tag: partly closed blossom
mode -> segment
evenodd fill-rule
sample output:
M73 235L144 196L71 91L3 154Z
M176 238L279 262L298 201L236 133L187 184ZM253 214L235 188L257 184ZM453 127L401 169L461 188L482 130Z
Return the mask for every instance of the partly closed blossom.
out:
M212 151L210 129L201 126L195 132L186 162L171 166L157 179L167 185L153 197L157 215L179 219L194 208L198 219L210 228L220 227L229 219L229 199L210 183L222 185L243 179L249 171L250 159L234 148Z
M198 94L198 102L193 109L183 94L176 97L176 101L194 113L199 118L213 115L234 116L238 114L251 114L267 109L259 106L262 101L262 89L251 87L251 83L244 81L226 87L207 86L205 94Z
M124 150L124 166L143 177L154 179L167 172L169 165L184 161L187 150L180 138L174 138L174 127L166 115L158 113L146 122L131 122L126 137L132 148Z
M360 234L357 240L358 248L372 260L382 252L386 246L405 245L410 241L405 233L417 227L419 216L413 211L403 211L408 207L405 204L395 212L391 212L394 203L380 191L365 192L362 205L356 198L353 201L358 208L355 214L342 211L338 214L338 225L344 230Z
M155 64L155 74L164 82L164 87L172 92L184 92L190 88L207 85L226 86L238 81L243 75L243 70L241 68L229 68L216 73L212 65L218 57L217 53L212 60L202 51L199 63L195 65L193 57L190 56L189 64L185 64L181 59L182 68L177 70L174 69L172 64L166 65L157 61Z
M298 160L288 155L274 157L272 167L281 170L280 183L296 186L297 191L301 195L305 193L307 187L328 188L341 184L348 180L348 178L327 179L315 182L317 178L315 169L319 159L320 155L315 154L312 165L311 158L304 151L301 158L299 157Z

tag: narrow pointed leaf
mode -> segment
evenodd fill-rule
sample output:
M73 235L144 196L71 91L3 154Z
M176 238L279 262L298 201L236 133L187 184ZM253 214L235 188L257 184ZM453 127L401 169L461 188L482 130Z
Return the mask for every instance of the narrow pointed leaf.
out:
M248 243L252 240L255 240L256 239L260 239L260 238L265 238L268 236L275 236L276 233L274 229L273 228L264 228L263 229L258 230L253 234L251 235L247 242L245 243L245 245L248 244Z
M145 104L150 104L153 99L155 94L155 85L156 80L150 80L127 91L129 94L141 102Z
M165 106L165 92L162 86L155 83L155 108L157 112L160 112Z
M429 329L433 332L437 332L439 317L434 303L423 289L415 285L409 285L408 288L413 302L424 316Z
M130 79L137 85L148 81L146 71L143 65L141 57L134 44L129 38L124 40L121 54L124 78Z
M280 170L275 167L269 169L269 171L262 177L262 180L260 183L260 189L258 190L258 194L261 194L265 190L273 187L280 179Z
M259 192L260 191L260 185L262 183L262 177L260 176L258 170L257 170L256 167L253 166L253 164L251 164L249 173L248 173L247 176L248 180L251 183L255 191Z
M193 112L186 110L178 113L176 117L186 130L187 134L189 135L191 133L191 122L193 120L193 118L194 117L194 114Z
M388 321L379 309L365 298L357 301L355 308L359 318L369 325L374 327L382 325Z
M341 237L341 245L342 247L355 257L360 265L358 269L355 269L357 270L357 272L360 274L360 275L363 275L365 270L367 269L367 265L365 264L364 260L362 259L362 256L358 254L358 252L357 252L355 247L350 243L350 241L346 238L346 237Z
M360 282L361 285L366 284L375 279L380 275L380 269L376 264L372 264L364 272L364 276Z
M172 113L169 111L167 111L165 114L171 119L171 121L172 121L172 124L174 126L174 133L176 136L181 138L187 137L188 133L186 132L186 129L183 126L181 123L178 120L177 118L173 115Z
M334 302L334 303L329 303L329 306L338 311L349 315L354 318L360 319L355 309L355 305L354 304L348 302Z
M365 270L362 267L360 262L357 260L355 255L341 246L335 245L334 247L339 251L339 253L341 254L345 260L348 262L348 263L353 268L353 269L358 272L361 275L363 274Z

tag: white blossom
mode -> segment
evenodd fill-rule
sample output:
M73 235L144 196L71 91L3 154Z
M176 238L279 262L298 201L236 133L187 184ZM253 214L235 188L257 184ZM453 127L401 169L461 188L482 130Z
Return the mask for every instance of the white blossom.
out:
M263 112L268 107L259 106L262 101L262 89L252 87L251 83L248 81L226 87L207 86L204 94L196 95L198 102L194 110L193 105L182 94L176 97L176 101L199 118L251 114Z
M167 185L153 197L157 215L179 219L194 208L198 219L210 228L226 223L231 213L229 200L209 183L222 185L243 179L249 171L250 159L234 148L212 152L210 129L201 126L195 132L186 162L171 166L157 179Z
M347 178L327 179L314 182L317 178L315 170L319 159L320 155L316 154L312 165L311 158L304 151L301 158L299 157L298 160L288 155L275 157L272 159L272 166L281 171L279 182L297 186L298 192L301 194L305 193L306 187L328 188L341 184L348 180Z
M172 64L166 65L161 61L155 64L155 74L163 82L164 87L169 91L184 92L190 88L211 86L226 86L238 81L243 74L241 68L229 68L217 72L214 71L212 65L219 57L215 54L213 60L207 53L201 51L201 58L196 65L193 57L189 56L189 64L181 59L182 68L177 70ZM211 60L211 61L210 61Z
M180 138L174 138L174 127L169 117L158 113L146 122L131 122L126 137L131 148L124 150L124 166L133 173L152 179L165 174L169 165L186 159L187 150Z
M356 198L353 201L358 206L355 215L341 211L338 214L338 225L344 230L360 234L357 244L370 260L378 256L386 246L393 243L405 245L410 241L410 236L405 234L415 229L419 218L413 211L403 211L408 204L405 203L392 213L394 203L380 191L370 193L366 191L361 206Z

■ WRITTEN TASK: Convert the entries, from the start through the line containing "M298 160L288 155L274" inclusive, into a JSON array of strings with one string per line, leaving out blank lines.

■ FULL SOLUTION:
[
  "tag: partly closed blossom",
  "mode -> segment",
  "evenodd fill-rule",
  "sample output:",
  "M73 235L144 196L71 91L3 154Z",
  "M176 238L279 262L298 201L236 133L187 184ZM253 214L235 188L257 184ZM453 127L401 169L461 188L482 130Z",
  "Return the mask for every instance of the partly closed blossom.",
  "out:",
  "M212 151L210 129L201 126L195 132L186 162L171 166L157 179L167 185L153 197L157 215L179 219L194 208L198 219L210 228L220 227L229 219L229 199L210 183L222 185L243 179L249 171L250 159L234 148Z",
  "M198 94L198 102L193 109L183 94L176 97L176 101L194 113L199 118L213 115L234 116L238 114L251 114L267 109L259 106L262 101L262 89L251 87L251 83L244 81L226 87L207 86L205 94Z",
  "M124 150L124 166L143 177L154 179L167 172L169 165L184 161L187 150L180 138L174 138L174 127L166 115L158 113L146 122L131 122L126 137L132 148Z",
  "M360 234L357 240L358 248L372 260L382 252L386 246L405 245L410 241L405 233L417 227L419 216L413 211L403 211L408 207L405 204L395 212L391 212L394 203L380 191L365 192L362 205L356 198L353 201L358 208L355 214L342 211L338 214L338 225L344 230Z",
  "M155 64L155 74L164 82L164 87L172 92L184 92L190 88L207 85L226 86L238 81L243 75L243 70L241 68L229 68L216 73L212 65L218 57L217 53L212 60L202 51L199 63L195 65L193 57L190 56L189 64L185 64L181 59L182 68L177 70L174 69L172 64L166 65L157 61Z",
  "M298 160L288 155L274 157L272 167L281 170L280 183L296 186L297 191L301 195L305 193L307 187L328 188L341 184L348 180L348 178L327 179L315 182L317 178L315 169L319 159L320 155L315 154L312 165L311 158L304 151L301 158L299 157Z"
]